• What to do
From the entries, copy every line that carries the string "shopping".

[Stored data entries]
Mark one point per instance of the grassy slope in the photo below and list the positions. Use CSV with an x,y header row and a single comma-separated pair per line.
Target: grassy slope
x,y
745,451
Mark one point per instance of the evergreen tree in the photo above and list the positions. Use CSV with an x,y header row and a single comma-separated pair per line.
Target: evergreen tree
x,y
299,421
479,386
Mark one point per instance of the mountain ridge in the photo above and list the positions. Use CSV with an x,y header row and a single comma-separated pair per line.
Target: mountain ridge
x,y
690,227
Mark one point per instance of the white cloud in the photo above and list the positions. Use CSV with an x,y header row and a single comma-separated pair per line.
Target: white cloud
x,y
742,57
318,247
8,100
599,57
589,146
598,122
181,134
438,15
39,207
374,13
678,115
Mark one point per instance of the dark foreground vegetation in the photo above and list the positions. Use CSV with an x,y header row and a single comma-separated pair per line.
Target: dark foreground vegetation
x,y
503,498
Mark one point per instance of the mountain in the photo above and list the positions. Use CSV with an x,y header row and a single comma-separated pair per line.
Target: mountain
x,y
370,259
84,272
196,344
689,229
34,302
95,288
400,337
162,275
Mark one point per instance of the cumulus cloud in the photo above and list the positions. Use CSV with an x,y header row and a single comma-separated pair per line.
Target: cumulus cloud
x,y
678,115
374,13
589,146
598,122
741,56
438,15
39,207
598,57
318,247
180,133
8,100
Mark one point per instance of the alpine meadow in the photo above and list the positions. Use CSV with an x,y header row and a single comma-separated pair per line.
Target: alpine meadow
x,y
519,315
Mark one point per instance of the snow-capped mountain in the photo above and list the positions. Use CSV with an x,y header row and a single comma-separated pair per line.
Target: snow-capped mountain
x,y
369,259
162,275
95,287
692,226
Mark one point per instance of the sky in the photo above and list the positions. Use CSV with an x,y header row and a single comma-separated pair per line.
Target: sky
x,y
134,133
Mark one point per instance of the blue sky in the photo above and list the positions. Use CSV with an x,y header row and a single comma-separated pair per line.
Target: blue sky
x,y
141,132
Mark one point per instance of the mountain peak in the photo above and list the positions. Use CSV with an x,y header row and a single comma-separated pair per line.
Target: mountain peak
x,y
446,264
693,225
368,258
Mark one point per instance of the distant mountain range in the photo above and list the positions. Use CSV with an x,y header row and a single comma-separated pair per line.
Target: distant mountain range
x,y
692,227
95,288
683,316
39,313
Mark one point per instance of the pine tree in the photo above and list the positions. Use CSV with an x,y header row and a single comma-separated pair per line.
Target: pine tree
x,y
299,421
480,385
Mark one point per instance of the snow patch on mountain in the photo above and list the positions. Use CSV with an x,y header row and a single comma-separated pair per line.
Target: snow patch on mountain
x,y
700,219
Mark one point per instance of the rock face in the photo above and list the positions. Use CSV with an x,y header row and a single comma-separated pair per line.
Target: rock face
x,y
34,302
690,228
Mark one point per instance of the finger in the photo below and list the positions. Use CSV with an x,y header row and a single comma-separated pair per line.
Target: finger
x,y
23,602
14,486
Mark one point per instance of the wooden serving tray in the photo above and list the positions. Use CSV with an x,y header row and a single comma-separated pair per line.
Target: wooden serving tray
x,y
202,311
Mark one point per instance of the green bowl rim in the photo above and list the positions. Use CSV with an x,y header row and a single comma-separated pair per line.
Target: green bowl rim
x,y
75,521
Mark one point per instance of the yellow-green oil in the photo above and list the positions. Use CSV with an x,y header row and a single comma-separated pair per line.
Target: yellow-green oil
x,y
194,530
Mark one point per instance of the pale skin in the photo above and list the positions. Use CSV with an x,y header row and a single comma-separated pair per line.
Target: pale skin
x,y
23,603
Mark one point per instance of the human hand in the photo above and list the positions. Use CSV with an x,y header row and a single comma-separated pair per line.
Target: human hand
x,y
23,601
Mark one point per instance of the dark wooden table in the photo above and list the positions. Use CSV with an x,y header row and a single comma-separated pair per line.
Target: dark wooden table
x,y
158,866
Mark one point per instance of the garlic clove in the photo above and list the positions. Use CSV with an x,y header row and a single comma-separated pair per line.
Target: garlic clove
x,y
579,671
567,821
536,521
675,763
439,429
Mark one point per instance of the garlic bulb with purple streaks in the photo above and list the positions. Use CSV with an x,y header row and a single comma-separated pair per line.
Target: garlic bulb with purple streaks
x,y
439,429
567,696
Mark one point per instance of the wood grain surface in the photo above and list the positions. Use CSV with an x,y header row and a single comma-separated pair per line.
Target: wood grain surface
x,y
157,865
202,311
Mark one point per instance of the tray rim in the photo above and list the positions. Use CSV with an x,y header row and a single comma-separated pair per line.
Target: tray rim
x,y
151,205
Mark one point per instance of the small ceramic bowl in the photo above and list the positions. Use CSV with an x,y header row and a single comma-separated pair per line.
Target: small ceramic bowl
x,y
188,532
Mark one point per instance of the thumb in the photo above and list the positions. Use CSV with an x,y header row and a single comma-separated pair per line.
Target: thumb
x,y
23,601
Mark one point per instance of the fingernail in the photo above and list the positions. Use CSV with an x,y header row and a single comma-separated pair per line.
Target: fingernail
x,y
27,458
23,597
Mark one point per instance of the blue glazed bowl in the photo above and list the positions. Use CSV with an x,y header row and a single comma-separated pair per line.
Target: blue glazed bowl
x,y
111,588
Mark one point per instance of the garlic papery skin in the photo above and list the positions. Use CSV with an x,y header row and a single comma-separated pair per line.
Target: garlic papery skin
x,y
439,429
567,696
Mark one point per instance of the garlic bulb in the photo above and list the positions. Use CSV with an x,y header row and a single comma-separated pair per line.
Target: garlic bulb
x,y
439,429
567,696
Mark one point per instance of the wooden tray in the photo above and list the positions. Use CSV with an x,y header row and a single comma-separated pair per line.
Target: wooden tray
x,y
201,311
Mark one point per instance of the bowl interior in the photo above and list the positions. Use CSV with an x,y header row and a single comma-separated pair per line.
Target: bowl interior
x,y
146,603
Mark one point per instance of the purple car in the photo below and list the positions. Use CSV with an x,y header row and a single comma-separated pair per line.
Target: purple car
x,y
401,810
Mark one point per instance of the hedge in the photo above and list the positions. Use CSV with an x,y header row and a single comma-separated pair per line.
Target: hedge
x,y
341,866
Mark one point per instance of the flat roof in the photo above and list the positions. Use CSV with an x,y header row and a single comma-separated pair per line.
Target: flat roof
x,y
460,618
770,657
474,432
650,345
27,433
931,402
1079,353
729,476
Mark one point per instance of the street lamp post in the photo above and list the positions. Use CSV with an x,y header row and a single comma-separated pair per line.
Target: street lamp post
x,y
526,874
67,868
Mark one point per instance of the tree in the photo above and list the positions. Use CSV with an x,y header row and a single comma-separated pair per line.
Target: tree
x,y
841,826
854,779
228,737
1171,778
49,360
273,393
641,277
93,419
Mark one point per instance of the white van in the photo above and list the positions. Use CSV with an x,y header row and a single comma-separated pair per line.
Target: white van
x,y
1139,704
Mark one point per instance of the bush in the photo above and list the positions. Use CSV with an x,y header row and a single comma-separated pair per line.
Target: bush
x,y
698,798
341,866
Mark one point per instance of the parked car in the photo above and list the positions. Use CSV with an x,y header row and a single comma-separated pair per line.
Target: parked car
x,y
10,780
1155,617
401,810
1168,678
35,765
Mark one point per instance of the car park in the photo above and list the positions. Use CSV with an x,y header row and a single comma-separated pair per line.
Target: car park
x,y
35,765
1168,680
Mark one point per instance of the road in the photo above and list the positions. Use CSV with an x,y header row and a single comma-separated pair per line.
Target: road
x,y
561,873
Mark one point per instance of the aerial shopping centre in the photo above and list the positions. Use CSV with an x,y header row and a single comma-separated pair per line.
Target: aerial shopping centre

• Exercise answer
Mark one point per instance of the aerial shopping centre in the photo above and list the positions. Use CSV with an x,y header row and a single comma-separated pair per line.
Target: aerial shopping centre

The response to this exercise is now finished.